■ Excerpt to read

We describe the shortest sequence of steps required to bootstrap into an infrastructure-as-code tool so that further configuration of the Google Cloud Platform organization is managed through the tool.
During my research into all this, I used Terraform; although I did stumble onto some mentions of Pulumi, it was only after I completed the Terraform setup three times and wrote it up that I realize that Pulumi is actually an alternative to Terraform - and I like it better ;)
With Pulumi, instead of a Terraform-specific language (HCL), I can use my preferred language (Scala) and my preferred build tool (Gradle) to build the description of the state I want and update the state to the desired state.
To some extent, I agree that configuration languages should not be Turing complete - e.g., Dhall; and that build file should be data, not program; but having the full power of my programming language at my disposal when describing the desired state of my cloud infrastructure feels great ;)
Later still, I found out that there exists a Scala Pulumi SDK: Besom; although young, the project is already quite capable, is being actively developed by a team of very smart and friendly people. Besom facilitates writing Pulumi code in a native Scala style and integrates with the effects systems!
Unlike Terraform, Pulumi does not have a Google Workspace provider, so some things can not be managed using Pulumi.
Creation and deletion of workspace users and changing their settings can not be done with Pulumi, but I do not miss this functionality.

■ Data supplied
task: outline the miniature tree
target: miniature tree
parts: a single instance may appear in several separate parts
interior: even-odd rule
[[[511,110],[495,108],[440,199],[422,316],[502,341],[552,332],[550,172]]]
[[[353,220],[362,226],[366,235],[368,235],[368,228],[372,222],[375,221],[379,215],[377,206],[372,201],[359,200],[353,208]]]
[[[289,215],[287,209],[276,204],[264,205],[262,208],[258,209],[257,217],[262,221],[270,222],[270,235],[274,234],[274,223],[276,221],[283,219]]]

■ Objectives
(a) Answer these from the write-up on moving from Terraform to Pulumi:
(i) What is the name of the Terraform-specific language?
(ii) What is the Scala Pulumi SDK called?
(iii) Which provider does Pulumi lack that Terraform has?
(b) Print the part of the write-up on moving from Terraform to Pulumi that runs from "To some extent, I" down to "managed using Pulumi.", word for word.
The rows have no part in any of this.

■ Answers to the tasks
(a)
(i) HCL
(ii) Besom
(iii) A Google Workspace provider

(b)
To some extent, I agree that configuration languages should not be Turing complete - e.g., Dhall; and that build file should be data, not program; but having the full power of my programming language at my disposal when describing the desired state of my cloud infrastructure feels great ;)
Later still, I found out that there exists a Scala Pulumi SDK: Besom; although young, the project is already quite capable, is being actively developed by a team of very smart and friendly people. Besom facilitates writing Pulumi code in a native Scala style and integrates with the effects systems!
Unlike Terraform, Pulumi does not have a Google Workspace provider, so some things can not be managed using Pulumi.